-- What you are asked to do --
Format all the rows below as a JSON list of strings, one string for each line. Skip blank lines, and leave the pictures out.

-- Dataset entries --

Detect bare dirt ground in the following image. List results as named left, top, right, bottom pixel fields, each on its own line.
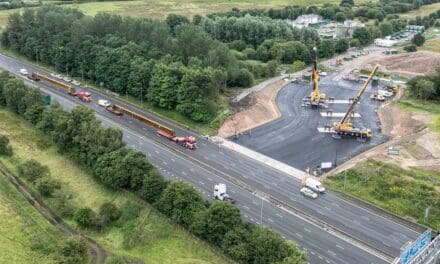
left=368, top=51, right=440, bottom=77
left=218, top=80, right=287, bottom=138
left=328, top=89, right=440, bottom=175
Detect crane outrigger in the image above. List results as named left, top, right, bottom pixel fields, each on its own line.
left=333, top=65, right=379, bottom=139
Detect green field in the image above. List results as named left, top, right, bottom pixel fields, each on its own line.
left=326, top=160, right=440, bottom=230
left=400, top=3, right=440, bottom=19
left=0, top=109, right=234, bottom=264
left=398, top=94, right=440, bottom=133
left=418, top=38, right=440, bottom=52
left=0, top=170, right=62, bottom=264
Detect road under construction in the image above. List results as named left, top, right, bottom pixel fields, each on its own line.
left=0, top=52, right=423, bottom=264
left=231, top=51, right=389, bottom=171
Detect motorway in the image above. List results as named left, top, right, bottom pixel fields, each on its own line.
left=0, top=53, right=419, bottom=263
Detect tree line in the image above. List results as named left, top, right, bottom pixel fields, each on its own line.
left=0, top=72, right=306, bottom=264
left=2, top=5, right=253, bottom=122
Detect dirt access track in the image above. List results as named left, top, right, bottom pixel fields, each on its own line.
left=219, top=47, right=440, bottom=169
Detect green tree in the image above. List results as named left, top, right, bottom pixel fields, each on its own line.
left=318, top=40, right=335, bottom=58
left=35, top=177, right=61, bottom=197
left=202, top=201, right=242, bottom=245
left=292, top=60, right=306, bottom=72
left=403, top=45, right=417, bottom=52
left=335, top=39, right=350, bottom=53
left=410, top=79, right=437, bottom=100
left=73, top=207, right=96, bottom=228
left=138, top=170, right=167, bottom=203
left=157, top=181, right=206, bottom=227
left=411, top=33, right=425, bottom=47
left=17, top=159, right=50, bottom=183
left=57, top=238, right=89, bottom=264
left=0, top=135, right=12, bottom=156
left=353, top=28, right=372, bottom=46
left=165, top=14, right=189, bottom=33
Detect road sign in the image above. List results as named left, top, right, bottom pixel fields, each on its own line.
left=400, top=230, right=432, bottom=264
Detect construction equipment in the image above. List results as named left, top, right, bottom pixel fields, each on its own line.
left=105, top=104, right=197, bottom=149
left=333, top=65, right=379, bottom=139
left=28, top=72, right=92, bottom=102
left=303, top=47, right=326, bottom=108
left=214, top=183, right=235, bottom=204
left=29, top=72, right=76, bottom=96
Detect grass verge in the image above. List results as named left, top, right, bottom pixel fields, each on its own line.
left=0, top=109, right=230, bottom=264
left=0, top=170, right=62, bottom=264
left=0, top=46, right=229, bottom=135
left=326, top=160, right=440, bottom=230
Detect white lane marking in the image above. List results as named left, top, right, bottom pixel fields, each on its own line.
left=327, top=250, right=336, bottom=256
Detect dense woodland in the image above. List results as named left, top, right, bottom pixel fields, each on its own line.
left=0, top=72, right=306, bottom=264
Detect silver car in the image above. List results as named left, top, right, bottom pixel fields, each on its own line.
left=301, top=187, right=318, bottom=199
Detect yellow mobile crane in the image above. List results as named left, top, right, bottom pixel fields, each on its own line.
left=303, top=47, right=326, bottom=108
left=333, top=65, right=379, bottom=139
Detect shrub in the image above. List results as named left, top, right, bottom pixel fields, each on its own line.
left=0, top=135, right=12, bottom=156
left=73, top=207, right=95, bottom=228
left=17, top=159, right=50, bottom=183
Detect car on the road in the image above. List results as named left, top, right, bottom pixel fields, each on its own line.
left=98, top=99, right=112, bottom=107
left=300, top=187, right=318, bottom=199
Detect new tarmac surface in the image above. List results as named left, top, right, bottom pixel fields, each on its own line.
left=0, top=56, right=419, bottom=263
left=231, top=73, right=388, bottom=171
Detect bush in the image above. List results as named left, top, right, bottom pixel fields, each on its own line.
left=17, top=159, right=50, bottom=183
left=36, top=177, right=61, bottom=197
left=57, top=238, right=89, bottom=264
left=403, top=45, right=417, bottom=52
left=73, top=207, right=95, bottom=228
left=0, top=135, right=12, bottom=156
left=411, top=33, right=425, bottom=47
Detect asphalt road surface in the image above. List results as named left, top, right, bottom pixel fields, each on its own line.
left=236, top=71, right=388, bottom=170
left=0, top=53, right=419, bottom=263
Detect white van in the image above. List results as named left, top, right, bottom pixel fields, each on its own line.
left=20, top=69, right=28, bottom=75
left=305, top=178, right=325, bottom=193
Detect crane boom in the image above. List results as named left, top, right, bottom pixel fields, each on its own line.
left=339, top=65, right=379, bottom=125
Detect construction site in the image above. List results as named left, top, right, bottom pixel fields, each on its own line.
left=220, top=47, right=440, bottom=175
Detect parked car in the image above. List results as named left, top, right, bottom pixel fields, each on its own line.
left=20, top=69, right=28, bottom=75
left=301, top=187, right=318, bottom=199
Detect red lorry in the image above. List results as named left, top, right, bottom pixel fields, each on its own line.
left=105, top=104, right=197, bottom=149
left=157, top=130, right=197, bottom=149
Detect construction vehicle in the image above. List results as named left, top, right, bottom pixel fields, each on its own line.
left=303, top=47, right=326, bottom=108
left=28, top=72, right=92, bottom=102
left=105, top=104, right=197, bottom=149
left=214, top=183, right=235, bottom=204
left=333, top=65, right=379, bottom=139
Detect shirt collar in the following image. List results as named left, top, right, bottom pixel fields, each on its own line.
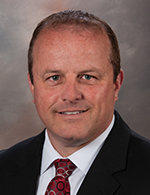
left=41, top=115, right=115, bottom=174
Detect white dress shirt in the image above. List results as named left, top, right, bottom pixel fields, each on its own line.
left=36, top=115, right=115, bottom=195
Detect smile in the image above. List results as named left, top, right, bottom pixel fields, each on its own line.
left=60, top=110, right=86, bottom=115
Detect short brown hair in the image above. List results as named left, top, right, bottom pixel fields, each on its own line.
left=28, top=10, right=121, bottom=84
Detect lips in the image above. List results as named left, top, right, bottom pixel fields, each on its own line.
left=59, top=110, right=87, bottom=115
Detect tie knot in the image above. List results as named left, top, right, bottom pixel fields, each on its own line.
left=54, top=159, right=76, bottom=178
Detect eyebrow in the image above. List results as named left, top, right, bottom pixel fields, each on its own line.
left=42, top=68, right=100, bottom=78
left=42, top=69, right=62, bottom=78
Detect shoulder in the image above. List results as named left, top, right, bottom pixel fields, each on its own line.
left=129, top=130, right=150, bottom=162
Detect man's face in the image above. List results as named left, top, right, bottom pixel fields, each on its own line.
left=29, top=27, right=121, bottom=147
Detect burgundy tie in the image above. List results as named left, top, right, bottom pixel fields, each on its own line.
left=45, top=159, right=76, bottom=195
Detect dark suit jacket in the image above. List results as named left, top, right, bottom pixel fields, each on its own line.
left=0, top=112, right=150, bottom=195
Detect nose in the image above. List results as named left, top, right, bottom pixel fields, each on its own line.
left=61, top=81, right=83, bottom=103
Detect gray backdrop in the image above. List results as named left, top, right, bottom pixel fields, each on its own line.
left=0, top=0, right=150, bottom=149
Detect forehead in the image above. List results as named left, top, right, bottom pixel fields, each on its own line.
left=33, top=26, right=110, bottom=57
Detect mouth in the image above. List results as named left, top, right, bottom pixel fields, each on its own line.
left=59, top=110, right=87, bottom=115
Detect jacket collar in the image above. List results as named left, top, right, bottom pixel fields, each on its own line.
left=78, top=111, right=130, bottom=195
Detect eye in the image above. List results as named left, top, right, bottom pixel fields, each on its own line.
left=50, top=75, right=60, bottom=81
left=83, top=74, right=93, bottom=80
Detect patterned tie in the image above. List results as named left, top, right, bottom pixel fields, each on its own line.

-- Solution below --
[
  "Detect bare dirt ground in the following image. List results as named left, top, right, bottom pixel fields, each on its own line.",
  "left=368, top=51, right=440, bottom=77",
  "left=218, top=80, right=287, bottom=138",
  "left=328, top=89, right=440, bottom=175",
  "Detect crane outrigger in the image above. List results as named left, top, right, bottom pixel fields, each on its own line.",
  "left=333, top=65, right=379, bottom=139",
  "Detect green field in the image above. List results as named left, top, right, bottom pixel fields, each on its own line.",
  "left=326, top=160, right=440, bottom=230",
  "left=400, top=3, right=440, bottom=19",
  "left=0, top=109, right=234, bottom=264",
  "left=398, top=94, right=440, bottom=133",
  "left=418, top=38, right=440, bottom=52",
  "left=0, top=170, right=62, bottom=264",
  "Detect road under construction in the image above. List results as named left, top, right, bottom pixel fields, each on its own line.",
  "left=0, top=52, right=423, bottom=264",
  "left=231, top=51, right=389, bottom=171",
  "Detect motorway in the image above. List results as named left, top, right, bottom pixel fields, each on its own line.",
  "left=0, top=53, right=419, bottom=263",
  "Detect tree line in the image above. List results as named left, top, right, bottom pixel fields, each on its own line.",
  "left=0, top=72, right=306, bottom=264",
  "left=2, top=5, right=253, bottom=122",
  "Detect dirt access track in the image above. List results as named left, top, right, bottom pixel fields, each on its own line.",
  "left=219, top=47, right=440, bottom=169",
  "Detect green tree in the image above. List results as named left, top, right, bottom pixel fields, each on its own line.",
  "left=318, top=40, right=335, bottom=58",
  "left=35, top=177, right=61, bottom=197",
  "left=202, top=201, right=242, bottom=245",
  "left=292, top=60, right=306, bottom=72",
  "left=403, top=45, right=417, bottom=52",
  "left=335, top=39, right=350, bottom=53",
  "left=410, top=79, right=437, bottom=100",
  "left=73, top=207, right=96, bottom=228",
  "left=138, top=170, right=167, bottom=203",
  "left=157, top=181, right=206, bottom=227",
  "left=411, top=33, right=425, bottom=47",
  "left=17, top=159, right=50, bottom=183",
  "left=57, top=238, right=89, bottom=264",
  "left=0, top=135, right=12, bottom=156",
  "left=353, top=28, right=372, bottom=46",
  "left=165, top=14, right=189, bottom=33",
  "Detect road sign in the image above. List results as named left, top, right, bottom pixel fields, each on its own line.",
  "left=400, top=230, right=432, bottom=264",
  "Detect construction equipment in the image above. List results as named left, top, right, bottom pixel fields, each on its own line.",
  "left=105, top=104, right=197, bottom=149",
  "left=333, top=65, right=379, bottom=139",
  "left=28, top=72, right=92, bottom=102",
  "left=303, top=47, right=326, bottom=108",
  "left=214, top=183, right=235, bottom=204",
  "left=29, top=72, right=76, bottom=96",
  "Detect grass verge in the image above. List results as named left, top, right, bottom pixel fields, each on its own line.",
  "left=0, top=109, right=230, bottom=264",
  "left=0, top=170, right=62, bottom=264",
  "left=0, top=46, right=229, bottom=135",
  "left=326, top=160, right=440, bottom=230",
  "Detect white lane marking in the image above. List results as named left, top, right, bottom pixel fields, each on its own line.",
  "left=327, top=250, right=336, bottom=256",
  "Detect dense woodland in the image above. List results as named left, top, right, bottom pixel fields, each on its own line.",
  "left=0, top=72, right=306, bottom=264",
  "Detect silver car in the image above. List results as named left, top, right, bottom pixel fields, each on its own line.",
  "left=301, top=187, right=318, bottom=199",
  "Detect yellow mobile crane in the image above. List results as named left, top, right, bottom pixel fields, each on its own line.",
  "left=303, top=47, right=326, bottom=108",
  "left=333, top=65, right=379, bottom=139",
  "Detect shrub in the image above. List results as named left, top, right, bottom pixel fields, each on its own line.",
  "left=0, top=135, right=12, bottom=156",
  "left=73, top=207, right=95, bottom=228",
  "left=17, top=159, right=50, bottom=183",
  "Detect car on the road in the image above. List results as named left, top, right, bottom pixel fields, each on its own line.",
  "left=98, top=99, right=112, bottom=107",
  "left=300, top=187, right=318, bottom=199",
  "Detect new tarmac surface in the image above. List results as named left, top, right, bottom pixel fields, each on its own line.",
  "left=0, top=56, right=419, bottom=263",
  "left=231, top=73, right=388, bottom=171",
  "Detect bush in the image above. List results as named left, top, right, bottom pixel fields, each on its own line.",
  "left=17, top=159, right=50, bottom=183",
  "left=36, top=177, right=61, bottom=197",
  "left=57, top=238, right=89, bottom=264",
  "left=403, top=45, right=417, bottom=52",
  "left=73, top=207, right=95, bottom=228",
  "left=0, top=135, right=12, bottom=156",
  "left=411, top=33, right=425, bottom=47",
  "Detect asphalt road surface in the image above. List results as named left, top, right, bottom pixel fields, each on its own line.",
  "left=236, top=71, right=388, bottom=170",
  "left=0, top=53, right=419, bottom=263",
  "Detect white van in the image above. List results as named left, top, right, bottom pixel fields, each on its own line.",
  "left=20, top=69, right=28, bottom=75",
  "left=305, top=178, right=325, bottom=193",
  "Detect crane boom in the image above. List results as named left, top, right, bottom pixel fields, each on its own line.",
  "left=339, top=65, right=379, bottom=125",
  "Detect construction site in the image above. List results as named left, top, right, bottom pixel fields, each on its own line.",
  "left=220, top=47, right=440, bottom=175",
  "Detect parked car in the image above. List results as named left, top, right, bottom pixel fields, each on its own line.",
  "left=20, top=69, right=28, bottom=75",
  "left=301, top=187, right=318, bottom=199",
  "Detect red lorry in the image above. List results as named left, top, right, bottom pixel fields, each on its own line.",
  "left=105, top=104, right=197, bottom=149",
  "left=157, top=130, right=197, bottom=149",
  "Detect construction vehicle in the image above. List results as named left, top, right, bottom pixel fields, each on its own line.",
  "left=303, top=47, right=326, bottom=108",
  "left=28, top=72, right=92, bottom=102",
  "left=105, top=104, right=197, bottom=149",
  "left=214, top=183, right=235, bottom=204",
  "left=333, top=65, right=379, bottom=139",
  "Detect shirt collar in the following image. List results as named left, top, right, bottom pixel fields, each on its own line.",
  "left=41, top=115, right=115, bottom=174",
  "Detect white dress shirt in the image above. List results as named left, top, right, bottom pixel fields, each on its own line.",
  "left=36, top=115, right=115, bottom=195",
  "Detect smile in the image above. List results as named left, top, right, bottom pixel fields, each on its own line.",
  "left=60, top=110, right=86, bottom=115",
  "Detect short brown hair in the image above. List results as named left, top, right, bottom pixel fields, each on its own line.",
  "left=28, top=10, right=121, bottom=84",
  "Detect lips in the image above. List results as named left, top, right, bottom pixel fields, each on its own line.",
  "left=59, top=110, right=87, bottom=115",
  "Detect tie knot in the image above. List results as named left, top, right, bottom pixel fields, each on its own line.",
  "left=54, top=159, right=76, bottom=178",
  "Detect eyebrow in the image above. List results as named left, top, right, bottom pixel fields, each on its own line.",
  "left=42, top=68, right=100, bottom=78",
  "left=42, top=69, right=62, bottom=78",
  "Detect shoulder in the image above. List results as named left, top, right, bottom pixel fields, each on its own line.",
  "left=129, top=130, right=150, bottom=162",
  "Detect man's face in the image above. List results as named left, top, right, bottom pixel fields, each on its own line.",
  "left=29, top=27, right=121, bottom=147",
  "Detect burgundy tie in the image above. List results as named left, top, right, bottom pixel fields, each on its own line.",
  "left=45, top=159, right=76, bottom=195",
  "Detect dark suit jacket in the image above. List results as named left, top, right, bottom pixel fields, each on its own line.",
  "left=0, top=112, right=150, bottom=195",
  "Detect nose in the image above. List results as named left, top, right, bottom pixel fields, each on its own line.",
  "left=61, top=81, right=83, bottom=103",
  "Detect gray backdrop in the image above. List results as named left, top, right, bottom pixel fields, each on its own line.",
  "left=0, top=0, right=150, bottom=149",
  "Detect forehead in the image above. List results as named left, top, right, bottom pixel fields, each on its own line.",
  "left=33, top=26, right=110, bottom=57",
  "Detect mouth in the image above. List results as named left, top, right, bottom pixel fields, each on its own line.",
  "left=59, top=110, right=87, bottom=115",
  "Detect jacket collar in the image above. List results as named left, top, right, bottom pixel fields, each on its own line.",
  "left=78, top=111, right=130, bottom=195",
  "Detect eye in the image above. List results as named left, top, right, bottom pixel fields, each on its own line.",
  "left=50, top=75, right=60, bottom=81",
  "left=83, top=74, right=93, bottom=80",
  "Detect patterned tie in the image above. List results as named left, top, right, bottom pixel fields, each on its own line."
]